### SELECTED EXTRACT
Cognitive rest is crucial following a concussion and therefore engaging with mobile technology for sustained periods could aggravate concussion-related symptoms. The use of text messaging was specifically mentioned in the Consensus Statement on Concussion in Sport as having the potential to exacerbate symptoms (McCrory et al. 2009), and thus mobile technology needs to be used with caution during the immediate stages post-injury. This does not completely negate the use of mobile technology during this period; the vast array of recreational media in modern society (television, internet, video games, and mobile phones) means that total cognitive rest is almost impossible to attain. McGrath (2010) outlines a model for management of the student athlete with concussion and suggests that "the goal is to support the recovering student...in a way that does not overstress the cognitive functions and result in worsening symptoms." It could therefore be argued that short periods of time spent accessing best-practice concussion information via mobile technology (in a manner which does not overstress cognitive function) might improve management of an individual's concussion.

### RECORDS SHOWN
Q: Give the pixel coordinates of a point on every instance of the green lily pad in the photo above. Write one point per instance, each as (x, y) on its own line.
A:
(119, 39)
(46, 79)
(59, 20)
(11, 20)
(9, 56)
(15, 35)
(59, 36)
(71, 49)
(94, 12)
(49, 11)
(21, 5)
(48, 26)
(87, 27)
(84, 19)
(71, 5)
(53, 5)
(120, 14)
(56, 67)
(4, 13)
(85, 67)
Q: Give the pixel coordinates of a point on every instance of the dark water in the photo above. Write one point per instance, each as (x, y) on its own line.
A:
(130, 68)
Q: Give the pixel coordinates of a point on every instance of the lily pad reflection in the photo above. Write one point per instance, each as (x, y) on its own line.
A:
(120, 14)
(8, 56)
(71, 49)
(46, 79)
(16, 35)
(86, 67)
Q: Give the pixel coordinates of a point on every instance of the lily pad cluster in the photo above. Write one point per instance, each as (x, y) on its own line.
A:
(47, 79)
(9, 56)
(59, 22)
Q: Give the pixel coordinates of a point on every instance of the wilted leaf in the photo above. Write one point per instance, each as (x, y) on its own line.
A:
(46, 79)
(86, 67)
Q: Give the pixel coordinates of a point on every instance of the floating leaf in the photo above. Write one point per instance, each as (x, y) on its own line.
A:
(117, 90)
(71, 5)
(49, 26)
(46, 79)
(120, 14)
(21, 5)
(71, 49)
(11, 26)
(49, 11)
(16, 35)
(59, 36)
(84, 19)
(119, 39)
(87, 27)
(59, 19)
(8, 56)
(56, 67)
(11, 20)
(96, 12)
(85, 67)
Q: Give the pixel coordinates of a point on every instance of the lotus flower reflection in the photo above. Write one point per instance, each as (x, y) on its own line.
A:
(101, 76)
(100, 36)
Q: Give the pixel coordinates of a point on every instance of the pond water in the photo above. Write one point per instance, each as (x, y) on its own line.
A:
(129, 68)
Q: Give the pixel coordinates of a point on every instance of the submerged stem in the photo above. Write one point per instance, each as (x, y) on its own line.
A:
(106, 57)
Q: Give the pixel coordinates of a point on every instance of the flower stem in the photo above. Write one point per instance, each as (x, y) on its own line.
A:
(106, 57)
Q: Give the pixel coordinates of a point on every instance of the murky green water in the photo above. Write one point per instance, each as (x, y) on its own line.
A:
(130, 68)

### ACTIVITIES
**1)** According to the passage on concussion and mobile technology, which specific use of mobile technology did the Consensus Statement on Concussion in Sport single out as possibly worsening symptoms?
**2)** List every form of recreational media that the passage on concussion and mobile technology names.
**3)** Pick up the passage on concussion and mobile technology after its final sentence and carry it forward.

### TASK-BY-TASK RESULTS
**1)** Text messaging.

**2)** Television, internet, video games, and mobile phones.

**3)**
The size of mobile devices has been proposed as a potential barrier to usability (Pulman 2010). The small screen size and lack of keyboard may therefore be seen as additional obstacles for individuals seeking mobile concussion information or support via a social network (Haddon 2008). Although these findings point to compromised usability, the touchscreen interface offered by many smartphones appears to be on the rise (Mobile Choices 2010). The appeal of touchscreen phones may be the aesthetic of the smooth interface, or the bigger screen (as a result of the lack of keyboard). The emerging popularity of tablet computers (e.g. the iPad) which incorporate a touchscreen interface also suggests that this could be a medium that users may employ to retrieve concussion information.
The increasing capability of mobile technology, allied with the global population's desire to access health information and communal support groups online, suggests that mobile technology has a growing significance in disseminating best-practice information for concussion. Care must be taken to ensure that any information provided through such devices is accurate, and that adapted forms of delivery (particularly Apps) take into consideration the specific needs of individuals. For example, concussion-related Apps need to highlight how much time individuals should be spending on the Apps following their concussion (maybe via an in-built timer), in addition to providing the appropriate clinically approved medical advice and support. By incorporating these issues into their design, mobile technology has the potential to be a valuable community-based tool for concussion management. As with other health-related Apps and information/support pathways being developed for patients, practitioners and carers, further research should be undertaken. This should focus on the end-to-end development process of creating clinically accurate and user-centric concussion Apps, with appropriate consideration given to how effectively these Apps are being used by individuals suffering from a concussion.